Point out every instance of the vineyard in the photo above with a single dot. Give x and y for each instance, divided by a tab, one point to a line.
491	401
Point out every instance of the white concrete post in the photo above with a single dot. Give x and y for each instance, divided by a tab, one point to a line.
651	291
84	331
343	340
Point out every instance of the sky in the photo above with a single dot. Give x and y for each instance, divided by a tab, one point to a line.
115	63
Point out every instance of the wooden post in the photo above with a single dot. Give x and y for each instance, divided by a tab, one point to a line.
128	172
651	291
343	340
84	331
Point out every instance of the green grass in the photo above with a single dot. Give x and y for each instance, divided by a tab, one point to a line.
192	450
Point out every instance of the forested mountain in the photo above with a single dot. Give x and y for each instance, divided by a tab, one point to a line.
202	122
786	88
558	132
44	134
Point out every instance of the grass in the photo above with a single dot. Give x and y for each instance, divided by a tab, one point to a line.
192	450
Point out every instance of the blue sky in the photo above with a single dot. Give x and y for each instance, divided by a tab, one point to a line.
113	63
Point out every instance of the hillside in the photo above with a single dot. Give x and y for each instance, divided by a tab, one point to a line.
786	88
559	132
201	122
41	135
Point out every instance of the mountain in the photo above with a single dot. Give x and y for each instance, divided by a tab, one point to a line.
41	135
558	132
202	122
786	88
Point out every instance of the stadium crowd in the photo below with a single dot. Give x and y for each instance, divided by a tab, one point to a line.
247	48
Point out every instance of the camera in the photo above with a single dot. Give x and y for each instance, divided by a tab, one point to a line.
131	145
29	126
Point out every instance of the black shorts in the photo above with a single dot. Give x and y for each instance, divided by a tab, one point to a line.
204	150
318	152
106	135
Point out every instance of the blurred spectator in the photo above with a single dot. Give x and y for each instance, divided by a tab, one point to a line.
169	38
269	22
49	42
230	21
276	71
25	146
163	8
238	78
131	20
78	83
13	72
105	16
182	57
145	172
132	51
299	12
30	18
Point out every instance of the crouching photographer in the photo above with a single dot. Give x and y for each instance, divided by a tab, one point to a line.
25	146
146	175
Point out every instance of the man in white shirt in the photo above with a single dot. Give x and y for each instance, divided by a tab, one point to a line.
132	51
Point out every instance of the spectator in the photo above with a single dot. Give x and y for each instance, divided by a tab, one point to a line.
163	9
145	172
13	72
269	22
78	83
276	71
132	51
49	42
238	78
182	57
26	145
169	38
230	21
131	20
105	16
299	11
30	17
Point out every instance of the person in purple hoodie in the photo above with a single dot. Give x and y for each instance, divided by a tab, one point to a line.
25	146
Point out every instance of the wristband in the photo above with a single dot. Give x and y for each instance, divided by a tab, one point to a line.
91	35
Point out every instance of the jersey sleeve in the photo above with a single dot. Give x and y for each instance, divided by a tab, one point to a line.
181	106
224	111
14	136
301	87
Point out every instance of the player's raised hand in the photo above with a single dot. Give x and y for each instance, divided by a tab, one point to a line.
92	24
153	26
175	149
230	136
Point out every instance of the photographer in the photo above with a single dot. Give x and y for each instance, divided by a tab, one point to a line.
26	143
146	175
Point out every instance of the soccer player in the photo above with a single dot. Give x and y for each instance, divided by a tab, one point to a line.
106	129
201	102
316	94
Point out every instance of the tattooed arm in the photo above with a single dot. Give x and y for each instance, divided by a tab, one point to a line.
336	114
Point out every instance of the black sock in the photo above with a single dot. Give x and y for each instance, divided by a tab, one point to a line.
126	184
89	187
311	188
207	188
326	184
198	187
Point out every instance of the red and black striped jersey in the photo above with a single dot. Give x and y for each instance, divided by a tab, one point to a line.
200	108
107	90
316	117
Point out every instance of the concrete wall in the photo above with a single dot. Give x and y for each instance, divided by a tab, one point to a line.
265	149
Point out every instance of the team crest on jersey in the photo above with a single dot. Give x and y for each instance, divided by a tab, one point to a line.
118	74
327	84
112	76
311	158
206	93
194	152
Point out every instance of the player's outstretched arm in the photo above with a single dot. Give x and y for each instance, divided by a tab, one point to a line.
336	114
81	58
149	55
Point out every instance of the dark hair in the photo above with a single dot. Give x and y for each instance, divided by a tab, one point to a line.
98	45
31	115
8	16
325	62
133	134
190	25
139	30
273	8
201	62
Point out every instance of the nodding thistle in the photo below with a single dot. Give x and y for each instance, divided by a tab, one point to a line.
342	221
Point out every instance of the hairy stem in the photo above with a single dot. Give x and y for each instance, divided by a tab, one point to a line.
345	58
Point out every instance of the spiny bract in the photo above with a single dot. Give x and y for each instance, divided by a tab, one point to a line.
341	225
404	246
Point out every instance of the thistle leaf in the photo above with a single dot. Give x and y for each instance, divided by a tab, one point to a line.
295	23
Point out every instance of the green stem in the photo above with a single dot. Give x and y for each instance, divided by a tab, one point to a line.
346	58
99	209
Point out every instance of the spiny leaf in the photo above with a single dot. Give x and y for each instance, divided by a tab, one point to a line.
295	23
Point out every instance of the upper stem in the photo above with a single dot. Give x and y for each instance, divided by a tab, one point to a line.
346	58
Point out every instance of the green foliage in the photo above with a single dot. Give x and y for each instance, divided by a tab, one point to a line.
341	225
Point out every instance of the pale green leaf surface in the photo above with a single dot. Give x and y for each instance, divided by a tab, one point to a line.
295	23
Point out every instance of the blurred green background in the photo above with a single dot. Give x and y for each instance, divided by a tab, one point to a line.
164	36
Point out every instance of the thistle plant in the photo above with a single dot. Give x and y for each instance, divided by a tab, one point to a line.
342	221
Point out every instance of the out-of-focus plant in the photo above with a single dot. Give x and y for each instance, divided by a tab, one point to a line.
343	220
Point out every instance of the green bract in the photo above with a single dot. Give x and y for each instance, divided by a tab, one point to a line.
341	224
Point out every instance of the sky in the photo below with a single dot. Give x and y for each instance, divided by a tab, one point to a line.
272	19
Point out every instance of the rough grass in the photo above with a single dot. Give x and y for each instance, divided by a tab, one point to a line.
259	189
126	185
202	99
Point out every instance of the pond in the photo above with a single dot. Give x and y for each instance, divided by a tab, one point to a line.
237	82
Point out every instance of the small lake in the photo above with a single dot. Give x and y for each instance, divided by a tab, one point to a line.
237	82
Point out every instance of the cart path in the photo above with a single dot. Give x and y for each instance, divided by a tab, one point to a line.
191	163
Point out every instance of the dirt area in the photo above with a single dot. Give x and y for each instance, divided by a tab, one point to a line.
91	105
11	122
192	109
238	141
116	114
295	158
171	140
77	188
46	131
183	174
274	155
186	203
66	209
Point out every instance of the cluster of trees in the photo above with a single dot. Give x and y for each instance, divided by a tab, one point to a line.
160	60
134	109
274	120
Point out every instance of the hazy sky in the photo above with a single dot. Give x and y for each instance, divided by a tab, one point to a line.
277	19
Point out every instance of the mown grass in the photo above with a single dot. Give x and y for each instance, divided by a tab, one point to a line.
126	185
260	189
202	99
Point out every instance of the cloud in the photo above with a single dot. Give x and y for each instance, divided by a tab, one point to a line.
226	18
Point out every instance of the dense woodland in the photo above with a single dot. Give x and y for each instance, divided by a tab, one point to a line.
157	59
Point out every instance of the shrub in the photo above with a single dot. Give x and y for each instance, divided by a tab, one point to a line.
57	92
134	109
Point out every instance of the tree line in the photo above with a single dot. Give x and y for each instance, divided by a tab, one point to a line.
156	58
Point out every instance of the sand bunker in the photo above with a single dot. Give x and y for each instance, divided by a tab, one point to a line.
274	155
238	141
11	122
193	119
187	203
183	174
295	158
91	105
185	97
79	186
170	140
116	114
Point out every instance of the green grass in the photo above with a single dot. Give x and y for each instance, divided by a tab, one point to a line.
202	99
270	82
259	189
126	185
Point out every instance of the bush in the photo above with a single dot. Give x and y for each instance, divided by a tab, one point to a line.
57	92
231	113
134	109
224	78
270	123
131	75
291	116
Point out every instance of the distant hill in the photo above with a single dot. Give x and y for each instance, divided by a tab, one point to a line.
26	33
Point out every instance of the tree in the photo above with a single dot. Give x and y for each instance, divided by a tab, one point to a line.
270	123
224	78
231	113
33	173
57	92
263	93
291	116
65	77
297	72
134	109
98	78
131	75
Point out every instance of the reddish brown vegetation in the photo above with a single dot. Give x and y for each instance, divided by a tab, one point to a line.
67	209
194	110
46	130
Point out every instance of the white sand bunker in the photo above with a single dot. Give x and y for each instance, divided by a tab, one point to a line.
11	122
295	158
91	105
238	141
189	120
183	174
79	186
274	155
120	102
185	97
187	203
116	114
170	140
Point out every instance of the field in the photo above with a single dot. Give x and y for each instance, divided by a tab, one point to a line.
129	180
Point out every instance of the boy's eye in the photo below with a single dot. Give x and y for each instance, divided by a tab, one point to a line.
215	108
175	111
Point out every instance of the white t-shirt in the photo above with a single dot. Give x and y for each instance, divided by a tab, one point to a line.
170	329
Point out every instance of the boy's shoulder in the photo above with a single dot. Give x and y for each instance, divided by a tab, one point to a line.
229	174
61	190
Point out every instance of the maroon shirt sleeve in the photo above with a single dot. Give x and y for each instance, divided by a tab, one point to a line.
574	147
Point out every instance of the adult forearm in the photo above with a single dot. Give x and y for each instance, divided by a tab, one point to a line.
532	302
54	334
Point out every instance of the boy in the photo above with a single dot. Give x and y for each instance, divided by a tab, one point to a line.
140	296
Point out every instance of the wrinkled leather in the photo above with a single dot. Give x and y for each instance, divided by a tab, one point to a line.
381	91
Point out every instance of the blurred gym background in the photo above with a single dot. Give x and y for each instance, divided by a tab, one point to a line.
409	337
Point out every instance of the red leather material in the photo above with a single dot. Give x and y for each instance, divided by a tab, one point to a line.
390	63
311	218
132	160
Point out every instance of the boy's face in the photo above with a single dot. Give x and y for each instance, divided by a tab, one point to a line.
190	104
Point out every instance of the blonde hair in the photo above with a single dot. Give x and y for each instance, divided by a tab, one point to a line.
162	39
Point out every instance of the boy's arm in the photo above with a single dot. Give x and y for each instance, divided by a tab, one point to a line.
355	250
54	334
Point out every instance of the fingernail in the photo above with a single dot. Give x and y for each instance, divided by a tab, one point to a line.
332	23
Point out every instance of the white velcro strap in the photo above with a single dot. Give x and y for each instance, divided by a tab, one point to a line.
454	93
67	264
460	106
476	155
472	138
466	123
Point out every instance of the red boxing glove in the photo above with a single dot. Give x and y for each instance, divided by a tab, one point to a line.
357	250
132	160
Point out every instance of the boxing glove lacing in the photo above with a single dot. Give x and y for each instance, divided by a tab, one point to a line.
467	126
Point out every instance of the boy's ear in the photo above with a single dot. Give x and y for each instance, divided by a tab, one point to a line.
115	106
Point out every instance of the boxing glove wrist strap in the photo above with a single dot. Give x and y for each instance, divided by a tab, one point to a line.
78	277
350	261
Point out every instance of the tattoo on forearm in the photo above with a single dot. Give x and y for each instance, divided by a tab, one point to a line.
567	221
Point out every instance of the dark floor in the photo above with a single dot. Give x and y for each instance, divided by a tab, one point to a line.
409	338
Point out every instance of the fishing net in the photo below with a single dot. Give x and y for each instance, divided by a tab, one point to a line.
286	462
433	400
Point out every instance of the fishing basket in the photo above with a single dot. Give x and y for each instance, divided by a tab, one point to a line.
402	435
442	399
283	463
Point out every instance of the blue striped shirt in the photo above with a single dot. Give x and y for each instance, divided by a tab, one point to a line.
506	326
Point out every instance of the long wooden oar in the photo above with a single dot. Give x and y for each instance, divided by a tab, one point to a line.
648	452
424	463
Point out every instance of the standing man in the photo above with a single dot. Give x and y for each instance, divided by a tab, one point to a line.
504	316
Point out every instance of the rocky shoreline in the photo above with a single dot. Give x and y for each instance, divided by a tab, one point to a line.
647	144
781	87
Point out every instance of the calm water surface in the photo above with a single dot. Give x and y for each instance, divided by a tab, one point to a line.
--------------------------------
=== Written instruction ===
Revise the entries from the line containing "Point out every instance of the boxing glove wrist" through the end of the entries, replacing "rocky shoreline" with "rocky coastline" and leaving everything else unchanged.

=== In response ===
Point out every instance of the boxing glove wrist strap in the photo above with a single dot. Give x and y for each instance, divided by a tab, one point to a line.
78	277
350	261
Point out every instance of the tattoo on forearm in the photo above with a single dot. Give x and y for each instance, divided by a tab, one point to a line.
567	221
Point out every instance of the dark floor in the photo above with a single dot. Give x and y for each instance, divided by a tab, one point to a line.
409	338
Point out every instance of the fishing net in the photo below with a single dot. Give x and y for each instance, divided by a tab, one point to a line.
286	462
433	400
Point out every instance of the fishing basket in the photo above with a single dot. Give x and y for each instance, divided by a tab, one point to a line.
402	435
442	399
283	463
Point out every instance of the blue striped shirt in the photo above with a single dot. Give x and y for each instance, divided by a tab, one point to a line.
506	326
Point out every instance of the long wooden oar in the photo above with a single dot. Give x and y for each instance, divided by a tab, one point to a line.
648	452
424	463
Point out every instance of the standing man in the photo above with a single dot. Give x and y for each instance, divided by a tab, one point to a line.
504	316
Point out every instance of the rocky coastline in the photo above with a single dot. Give x and y for each instance, divided by a tab, one point to a line.
647	144
781	87
Point out every instance of the calm water surface in the photo above with a single dot. Give x and y for each instance, divided by a tab, one point to a line.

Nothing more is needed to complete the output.